### Records for the task
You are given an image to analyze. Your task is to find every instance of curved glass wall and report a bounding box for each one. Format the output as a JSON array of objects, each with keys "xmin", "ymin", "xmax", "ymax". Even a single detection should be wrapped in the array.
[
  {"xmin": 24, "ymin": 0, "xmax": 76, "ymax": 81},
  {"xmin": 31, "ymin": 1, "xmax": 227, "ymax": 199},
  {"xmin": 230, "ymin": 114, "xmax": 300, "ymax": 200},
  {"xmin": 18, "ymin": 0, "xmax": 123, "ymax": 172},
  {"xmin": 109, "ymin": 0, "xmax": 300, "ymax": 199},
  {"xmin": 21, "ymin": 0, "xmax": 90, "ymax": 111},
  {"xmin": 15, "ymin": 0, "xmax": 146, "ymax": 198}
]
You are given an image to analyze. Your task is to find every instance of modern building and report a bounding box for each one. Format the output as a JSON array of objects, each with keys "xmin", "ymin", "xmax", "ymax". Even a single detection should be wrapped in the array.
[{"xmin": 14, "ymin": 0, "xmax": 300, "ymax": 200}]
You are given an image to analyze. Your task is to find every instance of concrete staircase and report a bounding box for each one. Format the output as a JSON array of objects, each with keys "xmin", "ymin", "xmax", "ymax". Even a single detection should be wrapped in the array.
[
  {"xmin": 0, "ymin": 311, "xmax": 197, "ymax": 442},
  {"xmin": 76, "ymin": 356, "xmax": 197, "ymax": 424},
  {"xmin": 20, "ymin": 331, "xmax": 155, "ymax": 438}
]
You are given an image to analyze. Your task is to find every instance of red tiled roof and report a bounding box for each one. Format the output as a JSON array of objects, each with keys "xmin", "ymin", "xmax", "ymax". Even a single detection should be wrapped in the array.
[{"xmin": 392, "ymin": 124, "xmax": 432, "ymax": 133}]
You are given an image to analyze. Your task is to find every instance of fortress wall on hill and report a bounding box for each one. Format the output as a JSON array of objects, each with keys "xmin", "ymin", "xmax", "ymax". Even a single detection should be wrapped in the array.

### What is asked
Return every line of the rows above that contains the word "fortress", treating uppercase and lowercase letters as distinct.

### Complete response
You are given an image to analyze. Your task is to find every instance of fortress wall on hill and report a bounding box for each one. Format the output as a JSON array of objects, each with keys "xmin", "ymin", "xmax", "ymax". Even a single detection should be wrapped in the array.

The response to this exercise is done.